**REQUIREMENT**
Every entry below must be repeated exactly; skip the pictures.

**DATA TO PROCESS**
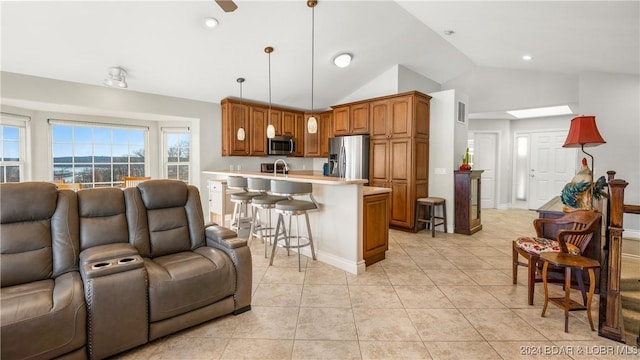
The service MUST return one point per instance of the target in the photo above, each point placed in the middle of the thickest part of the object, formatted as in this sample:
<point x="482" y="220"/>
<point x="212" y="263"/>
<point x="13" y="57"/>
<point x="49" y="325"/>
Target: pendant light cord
<point x="313" y="9"/>
<point x="269" y="88"/>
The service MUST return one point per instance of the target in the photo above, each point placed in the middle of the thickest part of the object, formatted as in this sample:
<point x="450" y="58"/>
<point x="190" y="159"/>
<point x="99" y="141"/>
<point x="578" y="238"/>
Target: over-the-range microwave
<point x="281" y="145"/>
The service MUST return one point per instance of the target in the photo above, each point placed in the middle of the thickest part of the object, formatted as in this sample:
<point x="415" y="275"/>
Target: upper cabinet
<point x="394" y="117"/>
<point x="317" y="145"/>
<point x="351" y="119"/>
<point x="254" y="118"/>
<point x="235" y="116"/>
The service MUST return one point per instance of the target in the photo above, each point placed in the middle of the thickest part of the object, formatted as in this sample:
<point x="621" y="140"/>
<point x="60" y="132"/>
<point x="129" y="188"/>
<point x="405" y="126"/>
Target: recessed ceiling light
<point x="342" y="60"/>
<point x="210" y="22"/>
<point x="540" y="112"/>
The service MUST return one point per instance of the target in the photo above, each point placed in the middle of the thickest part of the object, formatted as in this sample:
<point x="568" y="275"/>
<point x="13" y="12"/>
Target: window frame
<point x="166" y="130"/>
<point x="104" y="125"/>
<point x="23" y="123"/>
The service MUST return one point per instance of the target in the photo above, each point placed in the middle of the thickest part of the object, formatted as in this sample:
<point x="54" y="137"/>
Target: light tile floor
<point x="448" y="297"/>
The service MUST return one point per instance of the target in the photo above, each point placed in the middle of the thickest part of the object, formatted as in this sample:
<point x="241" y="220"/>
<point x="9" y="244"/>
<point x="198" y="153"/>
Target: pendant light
<point x="271" y="130"/>
<point x="312" y="122"/>
<point x="240" y="135"/>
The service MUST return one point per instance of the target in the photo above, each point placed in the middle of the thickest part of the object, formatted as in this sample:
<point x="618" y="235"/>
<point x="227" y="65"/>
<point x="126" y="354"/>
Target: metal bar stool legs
<point x="286" y="240"/>
<point x="293" y="207"/>
<point x="430" y="217"/>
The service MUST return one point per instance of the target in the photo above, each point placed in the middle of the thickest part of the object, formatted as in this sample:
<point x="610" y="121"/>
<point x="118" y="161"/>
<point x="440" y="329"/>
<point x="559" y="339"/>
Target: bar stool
<point x="241" y="200"/>
<point x="266" y="202"/>
<point x="429" y="214"/>
<point x="293" y="207"/>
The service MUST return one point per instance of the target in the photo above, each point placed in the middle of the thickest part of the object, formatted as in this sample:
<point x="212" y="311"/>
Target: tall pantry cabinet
<point x="399" y="154"/>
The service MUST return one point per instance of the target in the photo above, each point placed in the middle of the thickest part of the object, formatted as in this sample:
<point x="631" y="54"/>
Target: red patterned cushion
<point x="535" y="245"/>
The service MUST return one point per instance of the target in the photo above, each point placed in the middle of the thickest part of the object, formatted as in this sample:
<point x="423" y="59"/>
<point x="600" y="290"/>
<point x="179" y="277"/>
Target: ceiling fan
<point x="227" y="5"/>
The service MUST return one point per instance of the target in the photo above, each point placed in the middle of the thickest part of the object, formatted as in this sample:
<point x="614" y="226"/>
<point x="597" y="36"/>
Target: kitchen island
<point x="337" y="226"/>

**OUTPUT OF THE EXERCISE**
The service MUST return one point per instance of the target in the photo above, each point placed in the middle of the thickest part of the object, formatted as in this sample:
<point x="482" y="220"/>
<point x="212" y="263"/>
<point x="13" y="57"/>
<point x="49" y="325"/>
Target: pendant light cord
<point x="313" y="9"/>
<point x="269" y="88"/>
The service MUST return one point per instance of the target in the photo above, each point placed in the middle of the thickest part of the object, formatted as in this sample:
<point x="450" y="58"/>
<point x="190" y="159"/>
<point x="99" y="141"/>
<point x="578" y="238"/>
Target: over-the-range microwave
<point x="281" y="145"/>
The service MUST return one point per instance of the target in the photo above, each point placed in the middle of the thickest part of the object, formatted as in this sample:
<point x="415" y="275"/>
Target: upper cabinet
<point x="394" y="117"/>
<point x="317" y="145"/>
<point x="351" y="119"/>
<point x="254" y="118"/>
<point x="235" y="116"/>
The service MUST return one point per instance of the target in the photo above, each point placed in the middle of the thickest part of the object, formatted as in this sample:
<point x="621" y="140"/>
<point x="60" y="132"/>
<point x="129" y="188"/>
<point x="405" y="126"/>
Target: recessed ceiling light
<point x="342" y="60"/>
<point x="210" y="22"/>
<point x="540" y="112"/>
The service MUST return one point per instance of the target in the photo above, each point placed in the middle of the thickest part of the object, formatted as in this sample:
<point x="568" y="275"/>
<point x="13" y="12"/>
Target: window frame
<point x="166" y="130"/>
<point x="104" y="125"/>
<point x="23" y="123"/>
The service MUST return one point per instance of the target in the photo above, each point placed in the middle of the thickest part of the object, formatted as in this sample:
<point x="54" y="137"/>
Target: light tile floor
<point x="448" y="297"/>
The service MUST return one point per instance of the target in the photo above, each point placed in the middle of the thickest part of the object, formatted as in this sample:
<point x="241" y="220"/>
<point x="9" y="244"/>
<point x="198" y="153"/>
Target: pendant light
<point x="271" y="130"/>
<point x="312" y="122"/>
<point x="240" y="135"/>
The service MUST return one point per instance of the target in the photo above, each point placed in the middle of the thickest part of the object, formatted as in this sample:
<point x="618" y="235"/>
<point x="227" y="65"/>
<point x="126" y="354"/>
Target: metal bar stool legs
<point x="286" y="240"/>
<point x="293" y="207"/>
<point x="430" y="217"/>
The service MUST return one point per instance of the target in the photo above, each point placed in the middle of the thickest part of the object, formatted as in this sample:
<point x="610" y="121"/>
<point x="118" y="161"/>
<point x="440" y="329"/>
<point x="559" y="339"/>
Target: bar stool
<point x="241" y="200"/>
<point x="266" y="202"/>
<point x="429" y="214"/>
<point x="293" y="207"/>
The service MUST return one point per instance of the target in the photo above, each point placed in the middle of the thickest part of the object, formatted as in this sample:
<point x="212" y="311"/>
Target: tall pantry cabinet
<point x="399" y="154"/>
The service MUST return one point per instance of the target in the photo above, each point placed in the middle of the thickest part of the object, formatted as in this sample:
<point x="631" y="54"/>
Target: red patterned cushion
<point x="535" y="245"/>
The service MUST return one point per instance of the target in the photo above, each point placed in the middle of the thickest part of the object, formatted as in this sample:
<point x="423" y="59"/>
<point x="600" y="290"/>
<point x="179" y="277"/>
Target: ceiling fan
<point x="227" y="5"/>
The service MUST return one point per instance of the target in the photo above, each point placed in the middle of the thickest part of the object, formatted as in this sample:
<point x="614" y="226"/>
<point x="597" y="36"/>
Target: kitchen island
<point x="337" y="226"/>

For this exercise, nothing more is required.